DIRECTION -> Write out the lines below again, substituting "hair flower" for every occurrence of "flower in hair" and changing nothing else. Leave the pictures out of your answer.

Pointing records ->
☆ ☆ ☆ ☆ ☆

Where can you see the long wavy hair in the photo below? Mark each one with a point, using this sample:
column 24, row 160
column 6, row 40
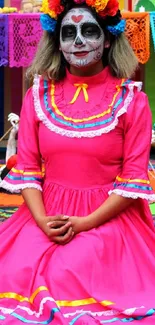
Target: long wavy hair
column 50, row 62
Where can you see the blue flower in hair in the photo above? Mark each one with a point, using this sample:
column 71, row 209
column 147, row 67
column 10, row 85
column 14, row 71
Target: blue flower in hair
column 48, row 23
column 117, row 29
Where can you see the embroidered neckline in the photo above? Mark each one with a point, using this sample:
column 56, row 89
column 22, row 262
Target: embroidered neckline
column 64, row 128
column 90, row 118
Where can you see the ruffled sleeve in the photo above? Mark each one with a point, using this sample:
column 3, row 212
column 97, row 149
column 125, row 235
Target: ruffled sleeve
column 133, row 181
column 27, row 173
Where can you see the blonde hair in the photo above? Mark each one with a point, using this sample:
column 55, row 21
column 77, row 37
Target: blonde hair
column 50, row 63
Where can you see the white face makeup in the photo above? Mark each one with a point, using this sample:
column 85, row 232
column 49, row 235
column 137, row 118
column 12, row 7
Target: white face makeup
column 81, row 38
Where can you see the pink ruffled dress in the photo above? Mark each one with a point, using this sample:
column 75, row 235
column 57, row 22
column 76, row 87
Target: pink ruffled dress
column 93, row 135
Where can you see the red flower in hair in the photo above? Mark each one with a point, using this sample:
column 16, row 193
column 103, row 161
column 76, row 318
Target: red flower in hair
column 111, row 9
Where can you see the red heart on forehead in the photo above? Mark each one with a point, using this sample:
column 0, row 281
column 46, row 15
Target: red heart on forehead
column 77, row 19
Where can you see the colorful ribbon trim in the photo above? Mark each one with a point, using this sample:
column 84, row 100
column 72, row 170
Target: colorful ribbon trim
column 138, row 187
column 132, row 180
column 56, row 109
column 83, row 126
column 80, row 87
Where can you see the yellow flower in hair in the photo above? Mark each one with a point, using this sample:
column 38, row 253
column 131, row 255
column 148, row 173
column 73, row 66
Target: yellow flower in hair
column 98, row 5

☆ ☆ ☆ ☆ ☆

RESULT OF THIS TASK ->
Where can you see the long wavy hair in the photo below? Mark each one with a point, using this sample:
column 24, row 160
column 6, row 40
Target: long wavy hair
column 50, row 62
Where can you see the blue hair flower in the photo above? Mark each one with a point, using this sample:
column 71, row 209
column 147, row 67
column 10, row 85
column 14, row 71
Target: blue hair flower
column 48, row 23
column 117, row 29
Where can you see the embroidered neckline in the photo above? Mark each one with a point, using this sample:
column 56, row 89
column 22, row 262
Target: embroidered neckline
column 64, row 128
column 90, row 118
Where can you see the ruffled sleeve in the photo above? Mark each one with a point, using this sample:
column 3, row 212
column 97, row 149
column 125, row 235
Target: ruffled sleeve
column 133, row 181
column 27, row 173
Where can you see the blonde hair in the photo above? Mark each one with a point, using this sample:
column 55, row 21
column 77, row 37
Target: blonde hair
column 50, row 63
Where can you see the white face makeup in the photo above? Mark each one with a point, using this sample:
column 85, row 232
column 49, row 235
column 137, row 118
column 12, row 7
Target: white face makeup
column 81, row 38
Where can you see the pink ruffled dress in the photo above? Mark each one with a point, using this sample:
column 75, row 235
column 57, row 22
column 76, row 87
Target: pink ruffled dress
column 93, row 135
Where can you see the red hair flower in the photo above? Mark each one with a point, using this sample:
column 16, row 193
column 103, row 161
column 76, row 318
Target: red hair flower
column 111, row 9
Where can you see the red heart on forehead in the photo above? Mark each one with a point, using this sample:
column 0, row 281
column 46, row 15
Target: red heart on forehead
column 77, row 19
Where can you see the colorful ribbon trim in the photo above? Mark each one with a point, using this sample:
column 84, row 100
column 72, row 170
Target: colorful ribbon trim
column 138, row 187
column 132, row 180
column 56, row 109
column 83, row 126
column 80, row 87
Where can you see the yellow hair flower in the photo above? Mark each one with a point, using this sample:
column 38, row 253
column 131, row 255
column 148, row 173
column 73, row 66
Target: yellow hair flower
column 98, row 5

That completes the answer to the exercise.